==== EXERCISE INPUTS

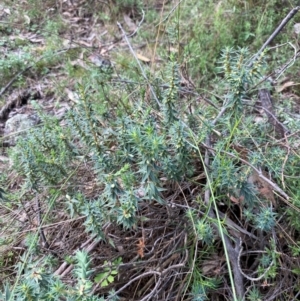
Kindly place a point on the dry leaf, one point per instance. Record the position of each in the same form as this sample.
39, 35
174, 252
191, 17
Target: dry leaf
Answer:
285, 86
141, 247
131, 25
142, 58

========

== DIRECTIVE ==
Pull out every line of the records that contains the string "leaf" and copy each one. Treat the match as case-sensitive.

== SOLUTION BELOW ==
Kindly place a point on the dry leaf, one point per instance. Record the position of each in the same form as this sample.
Target: dry leaf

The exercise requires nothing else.